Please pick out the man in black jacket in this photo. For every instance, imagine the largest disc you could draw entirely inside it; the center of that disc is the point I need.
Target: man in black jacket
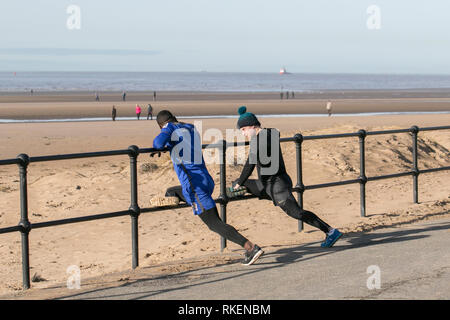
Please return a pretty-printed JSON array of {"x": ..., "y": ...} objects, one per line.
[{"x": 273, "y": 181}]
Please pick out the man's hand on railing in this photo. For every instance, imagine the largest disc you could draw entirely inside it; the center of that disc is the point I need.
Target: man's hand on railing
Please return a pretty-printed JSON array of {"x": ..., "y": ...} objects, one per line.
[{"x": 152, "y": 154}]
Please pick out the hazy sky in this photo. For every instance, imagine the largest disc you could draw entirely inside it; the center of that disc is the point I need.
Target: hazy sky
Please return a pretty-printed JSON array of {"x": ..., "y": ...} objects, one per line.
[{"x": 324, "y": 36}]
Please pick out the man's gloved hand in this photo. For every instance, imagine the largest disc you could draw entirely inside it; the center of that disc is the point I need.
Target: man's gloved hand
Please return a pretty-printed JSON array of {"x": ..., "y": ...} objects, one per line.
[{"x": 152, "y": 154}]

• **Your objective**:
Using the listing above, return all lines where the word "disc" occurs.

• **Exercise answer**:
Please pick out the man in black jacket in this photo. For every instance, imagine the largest disc you could draw entirely inside it; the center of that disc is the point I need.
Please pick out the man's hand on railing in this photo. For every instance, imagine the largest disc you could draw entirely inside it; the center of that disc is the point I need.
Please pick out the hazy sky in this photo. For every instance, imagine the largest disc you could draw entirely inside it; the center of that disc is the point I need.
Please pick out the man's gloved hand in this photo. For every instance, imagine the largest disc you could draw entirely inside it; the center of that disc is the point I need.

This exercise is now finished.